> [Your instructions] An exact repetition of all the entries that follow is required.

(Given entries)

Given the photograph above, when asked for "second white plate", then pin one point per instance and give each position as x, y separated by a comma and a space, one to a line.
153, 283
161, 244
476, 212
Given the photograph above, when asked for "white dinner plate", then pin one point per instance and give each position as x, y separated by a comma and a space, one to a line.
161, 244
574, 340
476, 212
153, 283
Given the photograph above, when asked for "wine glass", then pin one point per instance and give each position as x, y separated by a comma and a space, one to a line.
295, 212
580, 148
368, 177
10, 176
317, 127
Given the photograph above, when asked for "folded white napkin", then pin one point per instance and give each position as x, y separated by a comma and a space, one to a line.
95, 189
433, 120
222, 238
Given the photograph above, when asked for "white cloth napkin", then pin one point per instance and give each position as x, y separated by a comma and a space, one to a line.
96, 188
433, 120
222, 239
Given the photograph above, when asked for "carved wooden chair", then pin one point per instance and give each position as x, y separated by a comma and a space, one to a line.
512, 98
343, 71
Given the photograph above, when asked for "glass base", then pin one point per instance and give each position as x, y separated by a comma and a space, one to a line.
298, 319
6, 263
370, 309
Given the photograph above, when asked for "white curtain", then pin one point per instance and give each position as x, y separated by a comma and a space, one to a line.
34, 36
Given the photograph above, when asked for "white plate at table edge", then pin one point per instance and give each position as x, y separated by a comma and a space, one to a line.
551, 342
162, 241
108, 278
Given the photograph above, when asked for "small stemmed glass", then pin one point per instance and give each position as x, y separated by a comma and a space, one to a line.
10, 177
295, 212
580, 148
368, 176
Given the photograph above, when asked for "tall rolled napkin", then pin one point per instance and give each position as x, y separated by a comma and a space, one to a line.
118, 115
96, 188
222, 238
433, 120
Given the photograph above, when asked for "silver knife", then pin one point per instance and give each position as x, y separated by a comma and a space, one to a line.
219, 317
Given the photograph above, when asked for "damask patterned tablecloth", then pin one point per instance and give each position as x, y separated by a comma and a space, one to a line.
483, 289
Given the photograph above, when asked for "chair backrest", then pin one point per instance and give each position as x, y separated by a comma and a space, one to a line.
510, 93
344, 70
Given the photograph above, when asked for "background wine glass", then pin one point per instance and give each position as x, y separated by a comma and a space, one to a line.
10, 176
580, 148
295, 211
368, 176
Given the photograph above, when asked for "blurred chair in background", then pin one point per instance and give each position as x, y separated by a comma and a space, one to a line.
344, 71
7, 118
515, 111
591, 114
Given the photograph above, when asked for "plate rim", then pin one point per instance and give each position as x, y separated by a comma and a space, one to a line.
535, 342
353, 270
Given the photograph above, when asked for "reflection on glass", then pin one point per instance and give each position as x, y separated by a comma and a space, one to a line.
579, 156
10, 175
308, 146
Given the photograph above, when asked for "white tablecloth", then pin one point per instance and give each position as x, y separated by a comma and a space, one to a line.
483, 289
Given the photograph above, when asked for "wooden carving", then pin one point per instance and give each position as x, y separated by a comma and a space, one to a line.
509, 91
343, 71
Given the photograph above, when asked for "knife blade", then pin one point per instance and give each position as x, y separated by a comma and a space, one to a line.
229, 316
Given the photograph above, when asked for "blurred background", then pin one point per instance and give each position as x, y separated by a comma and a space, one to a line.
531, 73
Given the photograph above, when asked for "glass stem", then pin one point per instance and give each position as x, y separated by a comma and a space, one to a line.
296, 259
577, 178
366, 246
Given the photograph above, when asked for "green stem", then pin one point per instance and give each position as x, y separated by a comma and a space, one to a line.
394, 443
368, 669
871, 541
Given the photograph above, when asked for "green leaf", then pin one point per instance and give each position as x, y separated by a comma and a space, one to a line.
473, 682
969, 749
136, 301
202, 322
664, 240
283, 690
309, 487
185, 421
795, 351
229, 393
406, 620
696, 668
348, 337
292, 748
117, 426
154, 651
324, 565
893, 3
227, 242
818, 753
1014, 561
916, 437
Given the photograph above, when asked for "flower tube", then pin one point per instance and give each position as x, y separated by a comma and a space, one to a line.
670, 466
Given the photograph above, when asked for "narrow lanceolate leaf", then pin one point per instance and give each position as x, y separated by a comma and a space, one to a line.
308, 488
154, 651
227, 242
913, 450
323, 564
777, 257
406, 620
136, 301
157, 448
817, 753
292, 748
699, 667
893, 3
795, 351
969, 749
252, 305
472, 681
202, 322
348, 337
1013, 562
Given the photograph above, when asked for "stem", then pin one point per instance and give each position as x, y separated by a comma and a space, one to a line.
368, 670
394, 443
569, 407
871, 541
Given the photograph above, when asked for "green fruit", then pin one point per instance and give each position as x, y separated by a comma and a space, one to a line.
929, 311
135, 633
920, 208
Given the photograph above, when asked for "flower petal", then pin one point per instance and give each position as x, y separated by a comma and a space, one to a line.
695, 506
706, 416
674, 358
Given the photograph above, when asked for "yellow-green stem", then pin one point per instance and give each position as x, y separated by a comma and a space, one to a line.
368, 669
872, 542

(End Given entries)

> [Response to this exercise]
Given the photograph above, when asked for "second white plate", then pin one point per instance and give each position as x, y separated by a comma and a space, one to a line.
153, 283
161, 244
476, 212
Given the photograph above, when asked for "white dinner plate", then pin one point per instance and give each position as x, y separated by a comma and a space, one to a line.
161, 244
574, 340
476, 212
153, 283
Given the photograph above, when asked for "wine glass", then pin one point per instance and give each position as x, y separated by a comma and a space, one to a line.
295, 212
580, 148
368, 177
10, 176
317, 127
Given the photograph above, when asked for "folded white napkin", then pin one point per instance and give each position as x, y separated by a comma and a space, one to a line.
95, 189
433, 120
222, 238
Given the photograph above, when asked for "white cloth napkin", then pin one point per instance and give each position as x, y separated by a comma and a space, one to a line.
96, 188
433, 120
222, 239
Given the photograph above, when asked for "carved wooden chair", then pin one point per instance and give each position as x, y separated by a comma and a space, one to a line.
512, 98
343, 71
Given the photograph above, when asked for "glass base", then pin one point per instance and give each position as x, y separated by a comma and a space, one to a line.
298, 319
6, 263
370, 309
Given the photograph above, when asked for "white curtain", then pin one point per instance and give each position as x, y separated by a comma and a space, one to a line.
34, 36
Given the photograph above, when asked for "white plate at table edge", then pin one point per instance and give each position as x, y separated by a comma and a space, one to a line.
551, 342
162, 241
108, 278
Given the photograph above, when asked for "small stemmed glass", then pin one point per instance and give each position as x, y separated by a comma and a space, one to a line.
10, 177
295, 212
580, 148
368, 176
Given the photograph above, when asked for "tall rolled napkin", then pin one point per instance and give each position as x, y separated by a comma and a space, one to a line.
118, 115
96, 188
222, 238
433, 120
Given the photograph above, when asked for "silver knife", then pin one point per instance and give each position as x, y separated by a comma and a space, one to a line.
219, 317
Given the photograph above, when asked for "damask patterned tablecloth", then pin one point per instance and give each position as x, y separated by a comma and a space, one to a line.
483, 289
Given the photograph above, when asked for "chair backrest", then pin one point per instance and give each position as x, y separated by a comma and a space, one to a line.
510, 93
344, 70
Given the photograph above, when asked for "background wine glass", then pin one point per instance and give each position as x, y separated by a comma and a space, one to a line.
10, 176
580, 148
295, 211
368, 176
Given the photograph above, when asked for "blurred chair in background", then pin one point per instance and give each position as x, y separated by a comma and a space, one to a line.
344, 71
7, 118
515, 111
591, 114
Given the photograph above, when asked for "plate rim", then pin one point per instance and give each position as x, y separated by a comma and a space, one to a line.
535, 342
353, 270
Given the photograph above, when asked for "reflection on glass", then pin one point per instance and give each position as x, y separated by a comma and a space, one to a line.
579, 156
10, 175
308, 146
Given the photograph above, when asked for "white tablecloth", then pin one point per instance and give each position as x, y separated by a comma and a space, one to a line.
483, 289
Given the photograph above, when asked for "wooden carving", then pin one point per instance and give each position as x, y separated by a comma and a space, one to a line.
509, 91
343, 71
Given the photograph above, when asked for "knife blade", then pin one point per instance and give each position as x, y separated by a comma and a space, one to a line.
229, 316
Given the photograph above, when asked for "blurred background", then pin one point per instance and give each position as x, y separated by a comma and a space, one to a line.
531, 73
Given the photograph above, when asked for "glass stem", then pin one point per instance and give each position as x, y separated by a comma and a space, one to a line.
296, 259
577, 178
366, 246
Given the photograph above, when asked for "green stem", then pin one point per instance and give each position as x, y separated by a comma and a space, one to a line.
394, 443
368, 669
871, 541
Given the photograph above, when asked for "green leaf", then pin one point per instance and give each position as x, y separated by a comma and a space, one to a line.
473, 682
969, 749
136, 301
202, 322
664, 240
283, 690
309, 487
185, 421
795, 351
229, 393
406, 620
696, 668
348, 337
292, 748
117, 426
154, 651
324, 565
893, 3
227, 242
818, 753
1014, 561
916, 437
Given the photograph above, when asked for "flower tube", then pin one point per instance and give each position as x, y separated by a comma and a space, one to a line.
670, 466
Given the photograph above, when asked for "narrow lanceolate leaf", then pin one point per instance and give each position as x, y separated by a comma and a space, one to a line.
308, 488
154, 651
227, 242
913, 450
323, 564
777, 257
406, 620
136, 301
157, 448
817, 753
292, 748
699, 667
893, 3
795, 351
969, 749
252, 305
472, 681
202, 322
348, 337
1013, 562
Given the photograph above, when asked for "stem", then pin one point per instance and give each position as x, y separated by a comma and a space, one to a line.
368, 670
394, 443
569, 407
871, 541
Given the photograph above, when asked for "green fruit", then pin one point per instance and give each position as x, y separated by a comma and a space, one to a line.
929, 311
135, 633
920, 208
Given the photograph above, when asked for "flower petal", then pin one point per instance and give each position as x, y separated by a comma and a space, one to a line.
695, 506
706, 416
674, 358
Given the photograph above, when asked for "yellow-green stem", then pin one point per instance and give each position as x, y separated by a comma and a space, one to a line.
368, 669
872, 542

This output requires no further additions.